- [YOUR OBJECTIVE]: Every entry that follows should be output exactly, and every image in it left out.

- [DATA SHOWN]:
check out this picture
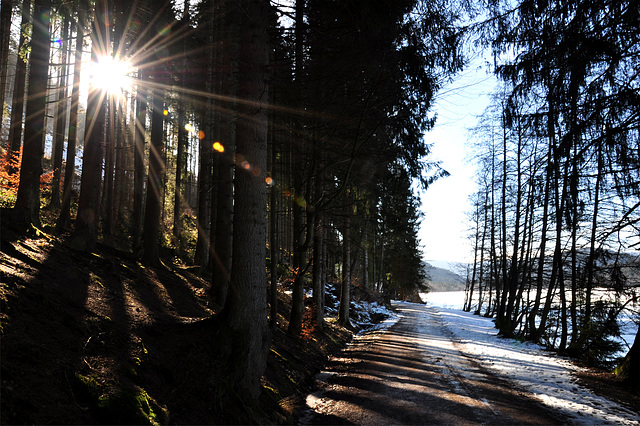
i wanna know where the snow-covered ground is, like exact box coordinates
[419,291,640,425]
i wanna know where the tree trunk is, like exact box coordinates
[465,196,481,313]
[57,2,84,230]
[14,0,52,229]
[132,70,147,249]
[619,329,640,391]
[193,39,214,268]
[49,12,70,209]
[269,130,278,328]
[0,0,12,129]
[173,0,190,254]
[223,0,270,400]
[141,87,165,266]
[212,0,239,307]
[6,0,30,170]
[338,198,351,327]
[72,0,107,250]
[102,101,115,237]
[312,211,325,331]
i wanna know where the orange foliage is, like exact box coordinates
[0,148,55,194]
[301,305,318,343]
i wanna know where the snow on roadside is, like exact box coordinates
[422,291,640,425]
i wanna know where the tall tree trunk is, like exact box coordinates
[497,111,509,329]
[288,193,307,336]
[14,0,52,229]
[338,197,352,327]
[142,87,165,266]
[312,210,324,330]
[583,146,602,339]
[6,0,30,170]
[312,151,326,330]
[173,0,190,254]
[212,0,239,307]
[193,7,215,268]
[287,0,307,337]
[49,12,70,209]
[528,119,554,341]
[465,197,481,313]
[503,119,523,336]
[102,101,115,237]
[57,2,84,230]
[132,70,147,249]
[223,0,270,400]
[72,0,108,250]
[269,122,278,328]
[0,0,12,129]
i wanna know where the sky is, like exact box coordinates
[418,53,498,267]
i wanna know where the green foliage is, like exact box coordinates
[378,165,426,299]
[573,301,624,370]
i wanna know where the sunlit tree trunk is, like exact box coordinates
[102,101,115,237]
[6,0,31,171]
[14,0,52,229]
[0,0,12,128]
[132,70,147,249]
[142,86,165,266]
[173,0,190,254]
[49,12,70,209]
[57,1,84,230]
[72,0,108,250]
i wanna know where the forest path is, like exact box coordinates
[299,303,563,425]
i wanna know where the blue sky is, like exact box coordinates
[418,53,497,266]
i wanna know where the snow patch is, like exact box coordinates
[424,291,640,425]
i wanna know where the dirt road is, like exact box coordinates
[300,303,564,425]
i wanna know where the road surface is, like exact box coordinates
[300,303,565,425]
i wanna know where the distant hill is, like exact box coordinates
[424,262,466,292]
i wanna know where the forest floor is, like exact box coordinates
[1,214,639,424]
[0,214,358,425]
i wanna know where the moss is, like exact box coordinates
[97,386,168,426]
[71,373,101,406]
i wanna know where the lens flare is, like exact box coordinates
[90,55,132,95]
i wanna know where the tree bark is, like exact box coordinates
[223,0,270,401]
[212,0,239,307]
[338,198,352,327]
[6,0,31,170]
[49,12,70,209]
[72,0,107,250]
[173,0,190,253]
[57,2,84,230]
[141,87,165,266]
[132,70,147,249]
[14,0,52,229]
[0,0,12,129]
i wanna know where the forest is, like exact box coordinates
[462,0,640,387]
[0,0,459,422]
[0,0,639,423]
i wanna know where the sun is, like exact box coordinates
[90,55,133,95]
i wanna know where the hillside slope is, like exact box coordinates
[0,223,360,424]
[424,262,465,292]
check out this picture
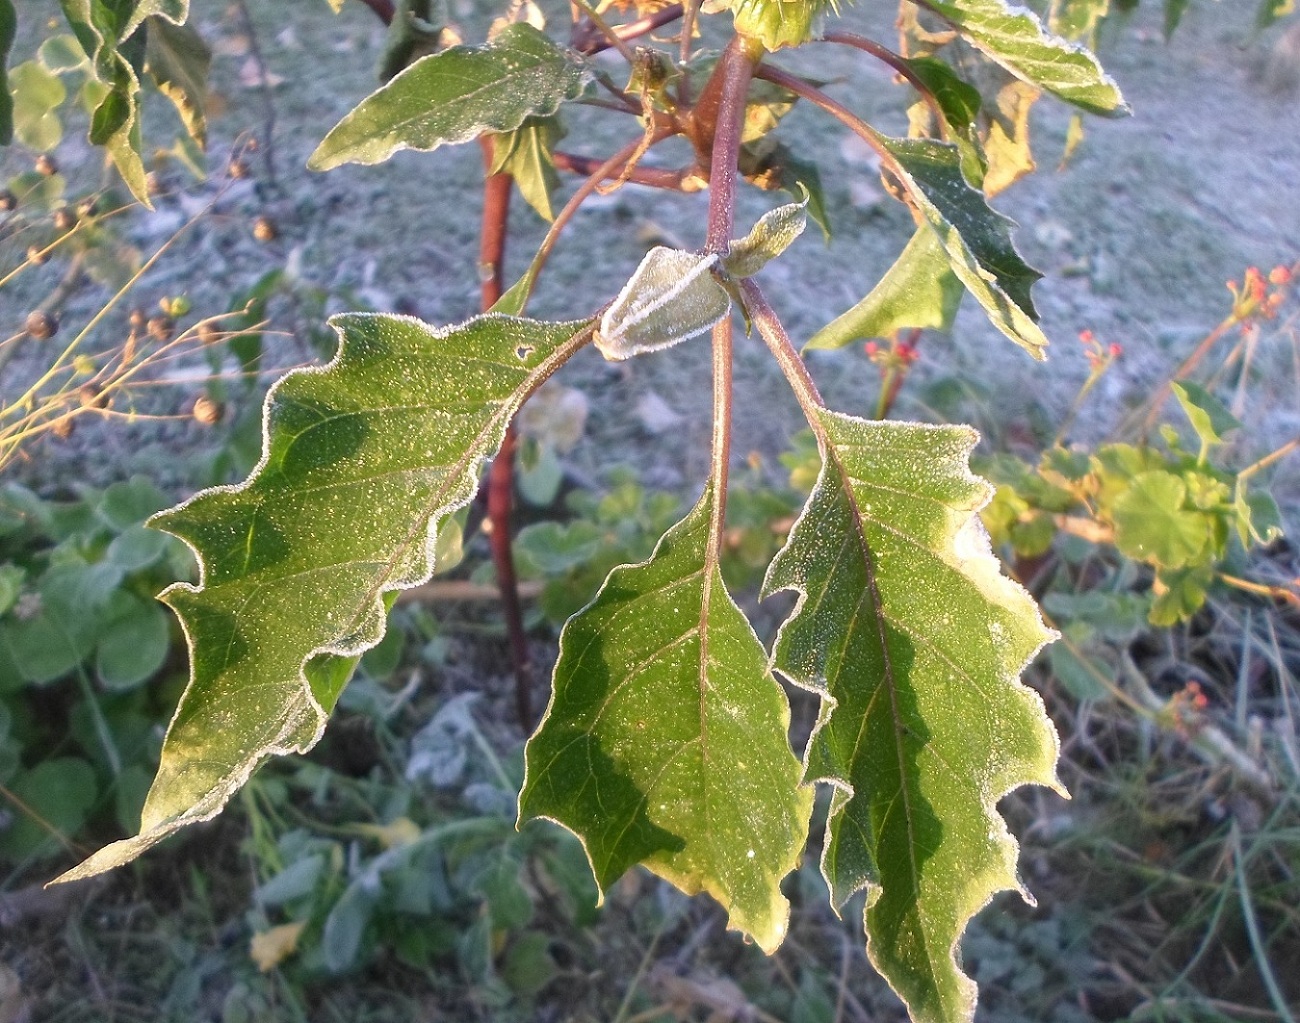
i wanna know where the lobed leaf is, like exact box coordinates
[806,227,962,349]
[916,0,1128,116]
[764,412,1060,1023]
[309,24,588,171]
[520,484,813,953]
[55,313,594,884]
[873,132,1047,357]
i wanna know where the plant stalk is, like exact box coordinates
[478,137,533,729]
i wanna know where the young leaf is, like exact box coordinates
[806,227,963,349]
[59,0,151,204]
[308,24,588,171]
[917,0,1128,116]
[0,0,15,145]
[595,248,731,361]
[489,115,562,222]
[54,313,594,884]
[764,413,1060,1023]
[741,140,832,241]
[9,61,66,151]
[876,134,1047,358]
[144,15,210,147]
[722,192,808,279]
[520,484,813,953]
[1172,381,1241,451]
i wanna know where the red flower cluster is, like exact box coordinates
[1227,263,1295,323]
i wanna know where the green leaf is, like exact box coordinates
[0,0,15,145]
[1111,470,1211,569]
[0,758,97,862]
[489,115,562,222]
[54,312,594,884]
[595,248,731,361]
[722,192,808,279]
[309,24,587,171]
[95,593,170,691]
[874,134,1047,358]
[59,0,151,205]
[121,0,188,41]
[1233,482,1283,548]
[10,61,66,151]
[763,412,1060,1023]
[520,484,813,953]
[1164,0,1190,39]
[40,33,89,73]
[740,140,832,241]
[918,0,1128,116]
[806,227,963,349]
[1172,381,1241,451]
[1149,564,1213,626]
[144,16,211,147]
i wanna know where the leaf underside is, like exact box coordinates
[918,0,1128,116]
[56,313,593,883]
[308,23,587,171]
[876,133,1048,358]
[520,484,812,954]
[806,226,963,348]
[764,412,1060,1023]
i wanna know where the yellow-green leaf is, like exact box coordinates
[764,413,1060,1023]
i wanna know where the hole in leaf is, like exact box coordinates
[515,344,534,360]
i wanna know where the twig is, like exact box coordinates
[821,31,949,140]
[553,150,700,190]
[573,3,685,55]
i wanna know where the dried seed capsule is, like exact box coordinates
[196,320,222,345]
[145,172,164,196]
[229,158,251,180]
[53,208,77,232]
[192,396,223,426]
[79,383,109,409]
[252,216,278,242]
[129,307,148,331]
[76,197,99,219]
[26,245,48,266]
[52,417,75,440]
[0,190,16,212]
[25,311,58,340]
[147,315,175,343]
[34,154,58,177]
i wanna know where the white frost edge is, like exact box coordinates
[759,412,1064,1023]
[595,249,728,361]
[52,312,558,885]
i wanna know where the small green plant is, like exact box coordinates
[2,2,1294,1022]
[0,477,190,865]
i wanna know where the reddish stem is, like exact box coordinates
[573,3,685,54]
[703,37,760,253]
[356,0,396,24]
[479,137,533,729]
[552,150,698,190]
[820,32,949,140]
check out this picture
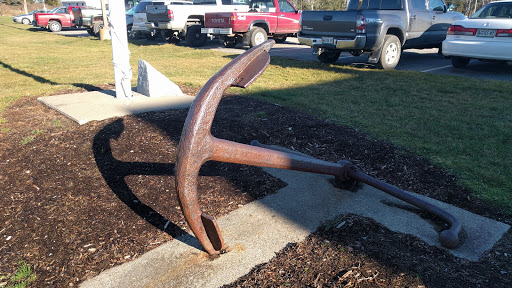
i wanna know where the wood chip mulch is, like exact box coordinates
[0,88,510,287]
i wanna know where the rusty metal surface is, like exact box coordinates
[175,39,461,255]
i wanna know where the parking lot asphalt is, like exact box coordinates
[209,37,512,82]
[57,30,512,82]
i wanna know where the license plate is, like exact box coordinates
[476,29,496,37]
[322,37,334,44]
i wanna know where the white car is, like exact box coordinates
[442,0,512,68]
[12,8,51,25]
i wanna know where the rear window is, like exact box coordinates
[134,1,165,13]
[347,0,403,10]
[470,2,512,19]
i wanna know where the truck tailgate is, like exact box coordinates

- [RESPONSE]:
check out this picture
i wanna know where the snow-covered ground is, like exact box coordinates
[419,291,640,425]
i wanna know where the tree trunk is, like exact box coordinates
[465,196,481,313]
[57,2,84,230]
[14,0,52,229]
[132,70,147,249]
[619,329,640,391]
[193,39,214,268]
[49,12,70,209]
[269,130,278,328]
[0,0,12,129]
[173,0,190,254]
[223,0,270,400]
[141,87,165,266]
[212,0,239,307]
[6,0,30,170]
[338,198,351,327]
[72,0,107,250]
[102,101,115,237]
[312,211,325,331]
i wanna know where the orange foliage is, like exact box coordinates
[0,148,55,194]
[301,305,318,343]
i wanna know where the snow on roadside is, like exact box coordinates
[422,291,640,425]
i wanna know where the tall tree trunk is, like exact box coordinates
[497,111,509,329]
[288,193,307,336]
[14,0,52,229]
[338,197,352,327]
[142,87,165,266]
[312,210,324,330]
[583,146,602,339]
[6,0,30,170]
[312,151,326,330]
[173,0,190,254]
[212,0,239,307]
[193,7,215,268]
[287,0,307,337]
[49,12,70,209]
[528,119,554,341]
[465,197,481,313]
[503,119,523,336]
[102,101,115,237]
[57,2,84,230]
[132,70,147,249]
[223,0,270,400]
[72,0,108,250]
[269,122,278,328]
[0,0,12,129]
i wanna know where the sky is, like exact box coordinates
[418,53,498,267]
i wanna know where the green foliage is, like exact box coordinates
[378,165,426,299]
[573,301,624,370]
i wanna know where the sunlit tree trunk is, like exact box coordinates
[102,101,115,237]
[6,0,31,171]
[14,0,52,229]
[0,0,12,128]
[132,70,147,249]
[142,86,165,266]
[173,0,190,254]
[49,12,70,209]
[57,1,84,230]
[72,0,108,250]
i wanna know where the forest path is, like exact box coordinates
[299,303,563,425]
i wanna know where the blue sky is, like exact box coordinates
[418,53,497,266]
i wanna know where the snow patch is, like exact box coordinates
[424,291,640,425]
i wanna know where the dirt road is, like exact box coordinates
[300,303,564,425]
i wanna know where the road surface is, like exact box coordinates
[300,303,565,425]
i wanna know where the distant hill is, like exact box coordinates
[424,262,466,292]
i wanna know where the forest floor is, like exact box coordinates
[1,214,639,424]
[0,214,358,425]
i wanna know where the moss is, like exact box coordinates
[97,386,168,426]
[71,373,101,406]
i wanna know where the lens flare is, like exact box coordinates
[90,55,132,95]
i wanna know where the tree bark is, like exact box coordinates
[223,0,270,401]
[212,0,239,307]
[338,198,352,327]
[6,0,31,170]
[49,12,70,209]
[72,0,107,250]
[173,0,190,253]
[57,2,84,230]
[141,87,165,266]
[132,70,147,249]
[14,0,52,229]
[0,0,12,129]
i wanna know where the forest is, like exact box coordinates
[462,0,640,387]
[0,0,459,422]
[0,0,639,423]
i wanna know where the sun is, like exact box coordinates
[90,55,133,95]
i wanna know where the hillside slope is, like exact box coordinates
[0,223,360,424]
[424,262,465,292]
check out this picture
i wanna know where the lobed leaf is, like exact box coordinates
[806,227,962,349]
[916,0,1128,116]
[764,412,1060,1023]
[309,24,588,171]
[520,484,813,953]
[55,313,594,884]
[873,132,1047,357]
i wanna know where the plant stalk is, like exact box coordinates
[478,137,533,729]
i wanna know where the young leaf is, like exact box coordinates
[806,227,963,349]
[59,0,151,204]
[308,24,588,171]
[917,0,1128,116]
[0,0,15,145]
[595,248,731,361]
[489,115,562,222]
[54,313,594,884]
[764,413,1060,1023]
[741,140,832,241]
[9,61,66,151]
[876,134,1047,358]
[144,15,210,147]
[722,192,808,279]
[520,484,813,953]
[1172,381,1241,451]
i wanna know where the red flower cluster is, like exact box coordinates
[1227,263,1295,323]
i wanna know where the green leaf is, like exact box coordinates
[0,0,15,145]
[1111,470,1211,569]
[0,758,97,862]
[489,115,562,222]
[54,312,594,884]
[595,248,731,361]
[722,192,808,279]
[309,24,587,171]
[95,593,170,691]
[874,134,1047,358]
[59,0,151,205]
[121,0,188,41]
[1233,482,1283,548]
[10,61,66,151]
[763,412,1060,1023]
[520,484,813,953]
[1164,0,1190,39]
[40,33,89,73]
[740,140,832,241]
[918,0,1128,116]
[806,227,963,349]
[1172,381,1241,451]
[1149,564,1213,626]
[144,16,211,147]
i wanna know where the leaf underside is, like exact box coordinates
[918,0,1128,116]
[56,313,593,883]
[308,23,587,171]
[876,133,1048,358]
[520,484,812,954]
[806,226,963,348]
[764,412,1060,1023]
i wanna know where the yellow-green leaf is, like exact box coordinates
[764,413,1060,1023]
i wanna know where the hole in leaf is, like exact box coordinates
[515,344,534,360]
i wanna know where the twig is, like exact box coordinates
[821,31,949,140]
[553,150,700,190]
[573,3,685,55]
i wanna know where the dried seed capsule is, like exact box coordinates
[196,320,222,345]
[145,172,164,196]
[229,158,251,180]
[53,208,77,232]
[192,396,223,426]
[79,383,109,409]
[252,216,278,242]
[129,307,148,331]
[76,197,99,219]
[26,245,48,266]
[52,417,75,440]
[0,190,16,212]
[25,311,58,340]
[147,315,175,343]
[34,154,58,177]
i wanna know where the white frost edge is, like exact box coordinates
[759,412,1064,1023]
[595,249,728,361]
[52,312,558,885]
i wanna know where the small green plant is, like exact box coordinates
[2,2,1294,1022]
[0,477,190,865]
i wanna know where the reddish stem is, like exact box coordinates
[573,3,685,54]
[703,37,760,253]
[356,0,396,24]
[479,137,533,729]
[552,150,698,190]
[820,32,949,140]
check out this picture
i wanna know where the wood chip mulch is, like exact box coordinates
[0,88,510,287]
i wanna know where the rusty metal surface is, like exact box coordinates
[175,39,461,255]
i wanna know where the parking lot asphalt is, like exact box coordinates
[209,37,512,82]
[57,30,512,82]
i wanna know where the license plate is, like exact box coordinates
[476,29,496,37]
[322,37,334,44]
i wanna know where the white car is, like exact box coordinates
[442,0,512,68]
[12,8,51,25]
i wanna know where the rear window is, like exact box coordinates
[134,1,165,13]
[347,0,403,10]
[470,2,512,19]
i wanna know where the truck tailgate is, like exact box coordinates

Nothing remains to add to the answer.